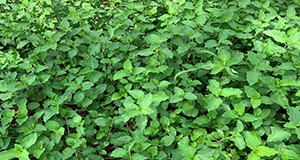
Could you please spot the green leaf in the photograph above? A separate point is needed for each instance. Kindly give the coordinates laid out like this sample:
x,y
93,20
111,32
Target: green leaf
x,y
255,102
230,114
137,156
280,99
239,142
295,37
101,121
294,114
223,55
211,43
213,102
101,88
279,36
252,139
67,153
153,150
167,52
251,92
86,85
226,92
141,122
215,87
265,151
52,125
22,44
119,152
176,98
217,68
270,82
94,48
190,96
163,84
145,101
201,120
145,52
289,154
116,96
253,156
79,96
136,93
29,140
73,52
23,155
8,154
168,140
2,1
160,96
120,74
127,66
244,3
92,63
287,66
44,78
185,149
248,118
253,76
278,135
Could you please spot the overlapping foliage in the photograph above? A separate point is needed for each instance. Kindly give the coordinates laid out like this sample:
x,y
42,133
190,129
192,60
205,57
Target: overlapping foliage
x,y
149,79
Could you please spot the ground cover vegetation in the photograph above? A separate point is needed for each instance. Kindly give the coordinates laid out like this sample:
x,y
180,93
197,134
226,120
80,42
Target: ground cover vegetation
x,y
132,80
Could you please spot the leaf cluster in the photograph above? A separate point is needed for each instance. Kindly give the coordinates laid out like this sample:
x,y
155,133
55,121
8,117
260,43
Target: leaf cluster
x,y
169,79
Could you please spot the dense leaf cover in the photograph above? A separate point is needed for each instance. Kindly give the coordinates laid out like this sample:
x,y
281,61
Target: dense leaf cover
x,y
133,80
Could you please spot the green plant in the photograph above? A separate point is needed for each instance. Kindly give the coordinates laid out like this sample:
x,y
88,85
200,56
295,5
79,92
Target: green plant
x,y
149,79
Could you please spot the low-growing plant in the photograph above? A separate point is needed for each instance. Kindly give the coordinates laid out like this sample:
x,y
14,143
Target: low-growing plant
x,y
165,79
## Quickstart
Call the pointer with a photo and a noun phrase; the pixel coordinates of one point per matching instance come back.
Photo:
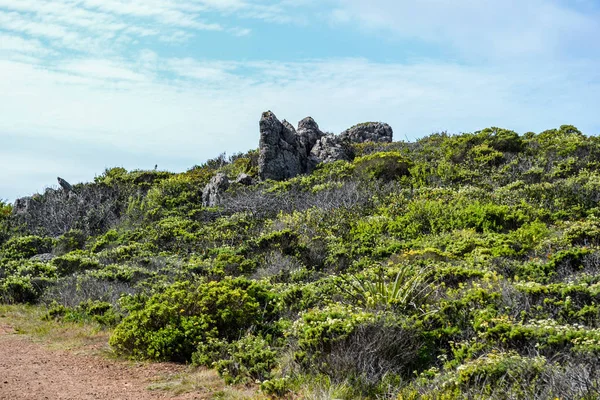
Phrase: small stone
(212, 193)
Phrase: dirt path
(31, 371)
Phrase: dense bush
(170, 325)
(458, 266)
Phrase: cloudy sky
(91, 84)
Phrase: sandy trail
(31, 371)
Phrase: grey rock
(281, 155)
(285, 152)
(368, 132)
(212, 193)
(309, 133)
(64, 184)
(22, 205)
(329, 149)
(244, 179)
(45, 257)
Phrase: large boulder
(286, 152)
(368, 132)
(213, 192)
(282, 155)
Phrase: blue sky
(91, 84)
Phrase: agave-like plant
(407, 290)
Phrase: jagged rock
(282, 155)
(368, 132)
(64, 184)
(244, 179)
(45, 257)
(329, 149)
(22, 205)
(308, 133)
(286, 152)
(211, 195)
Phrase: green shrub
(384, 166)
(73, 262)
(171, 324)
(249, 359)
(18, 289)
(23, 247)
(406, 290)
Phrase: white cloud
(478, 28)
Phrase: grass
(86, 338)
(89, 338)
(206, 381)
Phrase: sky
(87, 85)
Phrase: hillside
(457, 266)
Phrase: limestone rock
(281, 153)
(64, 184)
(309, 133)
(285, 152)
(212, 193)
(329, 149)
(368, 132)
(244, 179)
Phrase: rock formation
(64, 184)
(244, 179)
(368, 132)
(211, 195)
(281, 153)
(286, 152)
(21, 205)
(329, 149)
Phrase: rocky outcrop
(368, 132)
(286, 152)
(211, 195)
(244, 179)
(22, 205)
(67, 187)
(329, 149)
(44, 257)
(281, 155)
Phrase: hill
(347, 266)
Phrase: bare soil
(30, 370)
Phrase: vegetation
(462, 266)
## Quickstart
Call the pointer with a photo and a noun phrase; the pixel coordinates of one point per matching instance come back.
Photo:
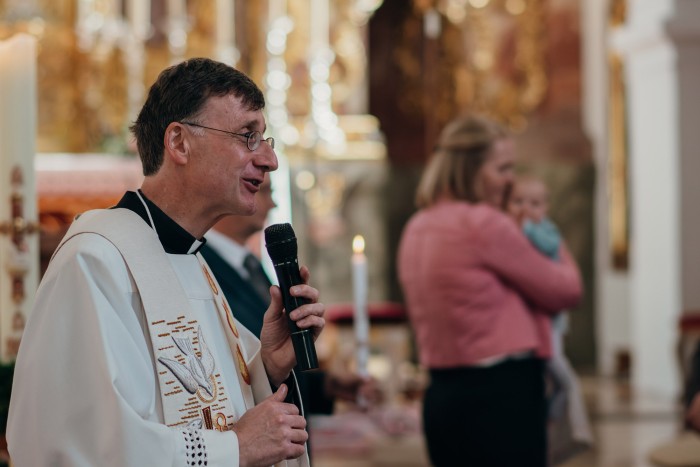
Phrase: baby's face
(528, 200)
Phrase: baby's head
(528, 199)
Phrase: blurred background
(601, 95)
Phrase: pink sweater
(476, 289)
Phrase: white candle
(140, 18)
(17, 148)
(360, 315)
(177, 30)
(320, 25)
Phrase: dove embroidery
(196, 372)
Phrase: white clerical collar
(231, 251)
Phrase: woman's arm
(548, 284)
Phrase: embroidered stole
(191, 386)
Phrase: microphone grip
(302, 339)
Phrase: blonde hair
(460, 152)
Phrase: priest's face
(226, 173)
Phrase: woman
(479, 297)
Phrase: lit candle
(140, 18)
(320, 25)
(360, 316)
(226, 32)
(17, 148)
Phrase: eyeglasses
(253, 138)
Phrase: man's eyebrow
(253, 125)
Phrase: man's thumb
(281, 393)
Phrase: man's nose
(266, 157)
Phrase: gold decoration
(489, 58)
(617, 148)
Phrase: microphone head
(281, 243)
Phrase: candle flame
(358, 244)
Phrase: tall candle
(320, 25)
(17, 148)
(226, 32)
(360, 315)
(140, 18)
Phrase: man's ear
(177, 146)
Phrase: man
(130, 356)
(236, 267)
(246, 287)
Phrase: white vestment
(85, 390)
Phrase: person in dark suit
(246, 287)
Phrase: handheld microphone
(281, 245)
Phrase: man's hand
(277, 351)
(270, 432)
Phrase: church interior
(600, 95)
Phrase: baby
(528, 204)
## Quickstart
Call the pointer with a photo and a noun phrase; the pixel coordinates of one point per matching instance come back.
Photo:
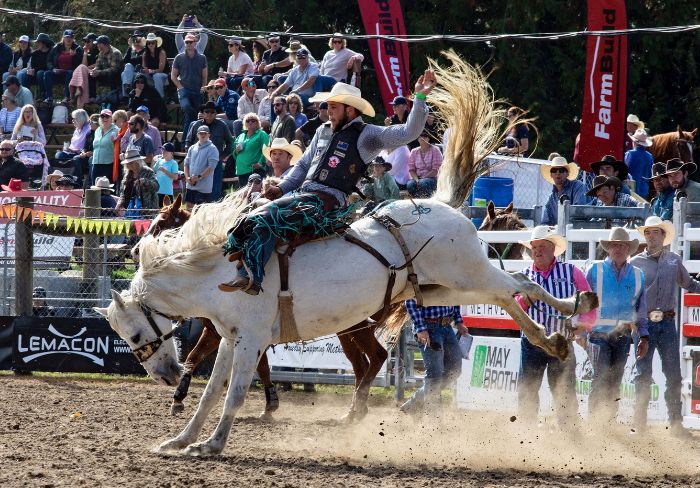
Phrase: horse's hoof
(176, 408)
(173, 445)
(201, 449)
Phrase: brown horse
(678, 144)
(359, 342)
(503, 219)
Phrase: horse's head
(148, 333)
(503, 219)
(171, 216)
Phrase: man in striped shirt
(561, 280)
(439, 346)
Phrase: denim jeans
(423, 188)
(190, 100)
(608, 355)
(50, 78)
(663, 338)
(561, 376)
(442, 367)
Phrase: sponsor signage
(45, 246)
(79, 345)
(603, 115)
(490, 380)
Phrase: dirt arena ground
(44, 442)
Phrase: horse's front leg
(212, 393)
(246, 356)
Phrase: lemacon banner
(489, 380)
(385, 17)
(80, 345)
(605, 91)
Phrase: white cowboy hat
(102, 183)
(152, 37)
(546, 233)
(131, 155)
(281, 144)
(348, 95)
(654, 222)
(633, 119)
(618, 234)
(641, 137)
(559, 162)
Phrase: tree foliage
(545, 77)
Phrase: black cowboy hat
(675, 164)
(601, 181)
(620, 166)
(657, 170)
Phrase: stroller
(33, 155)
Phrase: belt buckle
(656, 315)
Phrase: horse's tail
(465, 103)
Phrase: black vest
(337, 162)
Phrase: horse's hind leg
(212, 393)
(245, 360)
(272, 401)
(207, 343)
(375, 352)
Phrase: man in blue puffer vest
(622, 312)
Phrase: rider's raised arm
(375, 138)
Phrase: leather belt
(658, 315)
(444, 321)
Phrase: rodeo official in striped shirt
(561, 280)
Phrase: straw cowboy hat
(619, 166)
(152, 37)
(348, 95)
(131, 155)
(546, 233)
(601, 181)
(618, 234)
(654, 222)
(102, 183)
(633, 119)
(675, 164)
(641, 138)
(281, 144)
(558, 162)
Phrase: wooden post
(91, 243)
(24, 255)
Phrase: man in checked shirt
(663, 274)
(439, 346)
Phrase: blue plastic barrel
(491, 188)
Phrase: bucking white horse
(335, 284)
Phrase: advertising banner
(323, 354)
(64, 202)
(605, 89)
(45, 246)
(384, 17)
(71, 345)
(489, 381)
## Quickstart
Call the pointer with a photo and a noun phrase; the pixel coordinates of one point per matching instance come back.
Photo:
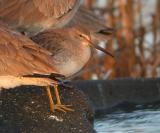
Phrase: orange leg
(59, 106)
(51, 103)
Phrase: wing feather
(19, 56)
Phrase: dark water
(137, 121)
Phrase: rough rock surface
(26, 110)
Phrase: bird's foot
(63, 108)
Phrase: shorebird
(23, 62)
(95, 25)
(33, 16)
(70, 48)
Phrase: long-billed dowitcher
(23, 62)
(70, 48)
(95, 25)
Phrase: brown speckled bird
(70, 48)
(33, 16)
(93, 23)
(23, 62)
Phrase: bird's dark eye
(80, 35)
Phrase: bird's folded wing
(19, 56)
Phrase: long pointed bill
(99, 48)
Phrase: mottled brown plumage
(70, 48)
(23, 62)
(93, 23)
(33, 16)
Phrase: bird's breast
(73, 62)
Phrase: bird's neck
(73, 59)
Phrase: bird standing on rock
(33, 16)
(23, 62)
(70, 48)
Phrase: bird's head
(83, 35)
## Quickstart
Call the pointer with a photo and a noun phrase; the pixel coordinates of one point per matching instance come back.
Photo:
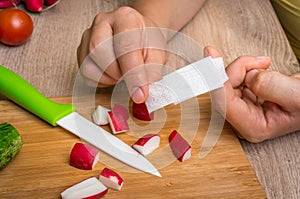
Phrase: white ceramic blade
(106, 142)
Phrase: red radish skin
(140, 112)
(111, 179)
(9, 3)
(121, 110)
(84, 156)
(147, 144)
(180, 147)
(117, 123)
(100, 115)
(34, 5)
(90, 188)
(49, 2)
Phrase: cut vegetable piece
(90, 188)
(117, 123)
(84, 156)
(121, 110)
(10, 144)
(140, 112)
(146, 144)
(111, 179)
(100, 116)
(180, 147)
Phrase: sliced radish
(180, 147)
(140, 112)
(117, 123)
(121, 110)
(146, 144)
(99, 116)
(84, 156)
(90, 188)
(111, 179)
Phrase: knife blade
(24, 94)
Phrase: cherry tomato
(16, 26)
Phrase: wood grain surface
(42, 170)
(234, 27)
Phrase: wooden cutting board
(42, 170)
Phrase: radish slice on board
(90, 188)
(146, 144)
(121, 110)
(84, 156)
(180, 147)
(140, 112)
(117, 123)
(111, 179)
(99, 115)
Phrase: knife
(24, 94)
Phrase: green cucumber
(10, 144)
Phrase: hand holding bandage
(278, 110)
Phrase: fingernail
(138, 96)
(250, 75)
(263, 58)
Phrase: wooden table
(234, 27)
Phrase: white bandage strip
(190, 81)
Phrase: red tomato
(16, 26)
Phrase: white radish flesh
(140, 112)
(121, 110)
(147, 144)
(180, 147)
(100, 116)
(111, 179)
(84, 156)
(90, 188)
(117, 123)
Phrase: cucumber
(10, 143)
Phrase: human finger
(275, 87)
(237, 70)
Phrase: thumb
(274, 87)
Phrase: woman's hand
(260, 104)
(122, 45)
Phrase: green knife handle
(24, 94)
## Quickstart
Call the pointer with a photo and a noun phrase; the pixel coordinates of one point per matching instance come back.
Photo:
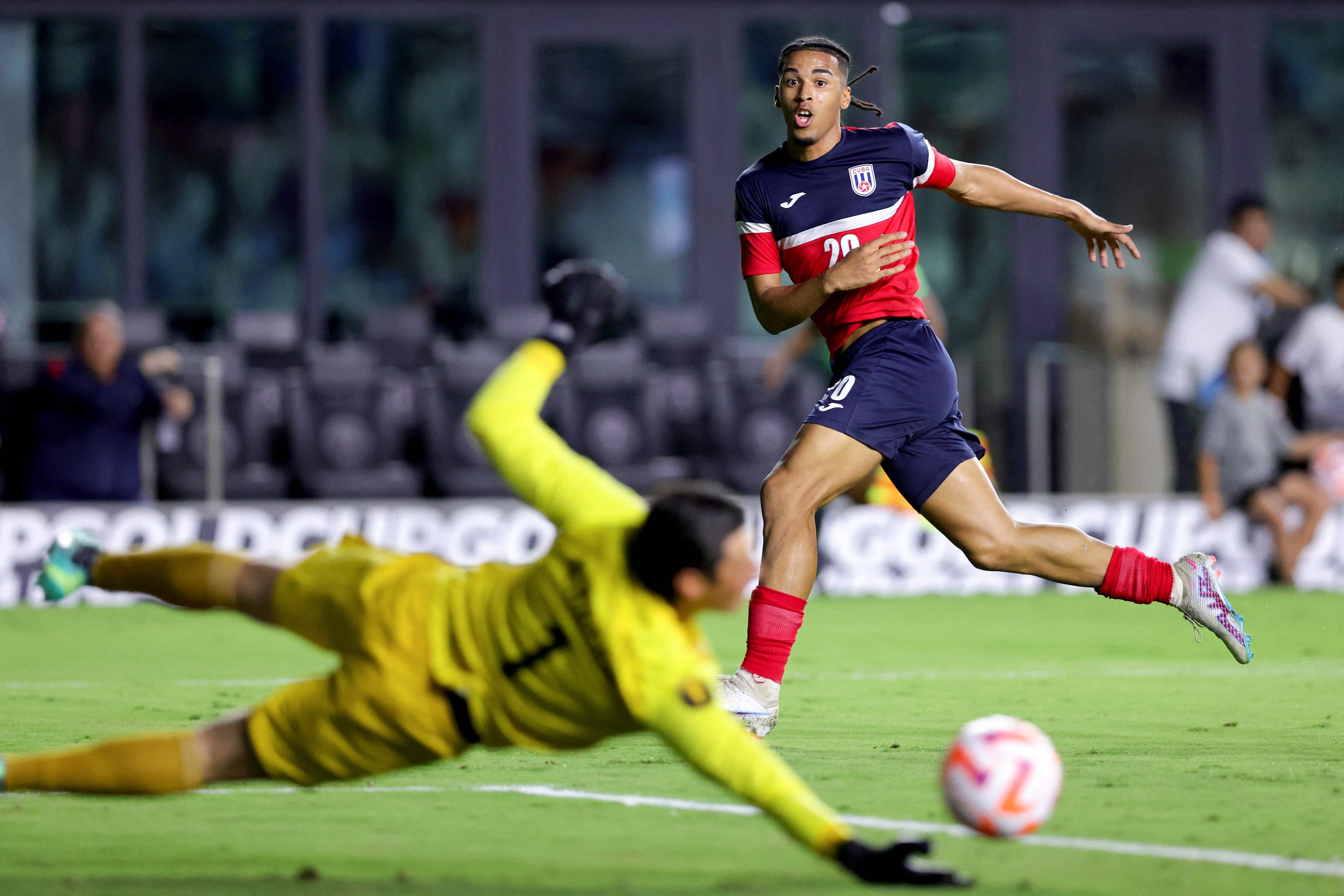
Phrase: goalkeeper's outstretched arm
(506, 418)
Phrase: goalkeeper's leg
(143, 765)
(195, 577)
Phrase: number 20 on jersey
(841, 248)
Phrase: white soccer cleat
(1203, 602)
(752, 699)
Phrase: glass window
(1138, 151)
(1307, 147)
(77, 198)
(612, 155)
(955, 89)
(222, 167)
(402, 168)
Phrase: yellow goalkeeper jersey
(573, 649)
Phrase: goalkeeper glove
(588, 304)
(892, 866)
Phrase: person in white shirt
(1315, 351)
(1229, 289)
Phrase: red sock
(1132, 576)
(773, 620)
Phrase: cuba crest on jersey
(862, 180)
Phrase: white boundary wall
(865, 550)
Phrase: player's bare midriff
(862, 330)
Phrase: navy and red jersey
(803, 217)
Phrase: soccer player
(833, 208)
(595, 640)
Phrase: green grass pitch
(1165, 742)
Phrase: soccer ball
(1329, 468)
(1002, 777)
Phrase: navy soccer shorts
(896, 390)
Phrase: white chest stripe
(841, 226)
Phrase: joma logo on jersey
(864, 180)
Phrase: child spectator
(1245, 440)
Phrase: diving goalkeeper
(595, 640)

EXERCISE
The string to find is "spot"; copy every line of the listing that has it.

SOLUTION FOR THIS PROBLEM
Could you please spot the green leaf in the photograph above? A separate point is needed for each instance. Kindly give the coordinates laid out like this sample:
Could you please spot the overlapping foliage in the photograph above? A separate point is needed for each instance. Kindly give the coordinates laid out like this sample:
Could you please spot the ground cover vegetation in the photograph above? A separate point is needed for each instance. Kindly give the coordinates laid out like this sample:
Could you please spot the leaf cluster in the photograph above? A separate point is needed for each instance. Kindly give the coordinates laid out like this sample:
Could you please spot the dense leaf cover in the photograph above? A separate point is needed for each instance. Kindly give the coordinates laid out like this sample:
Could you please spot the green plant in the photograph above? A separate point is needed for each instance. Kindly give the coordinates laid out like this sample:
Could you please spot the low-growing plant in the photograph above? A separate point is needed for each instance. Kindly give the coordinates laid out like this sample:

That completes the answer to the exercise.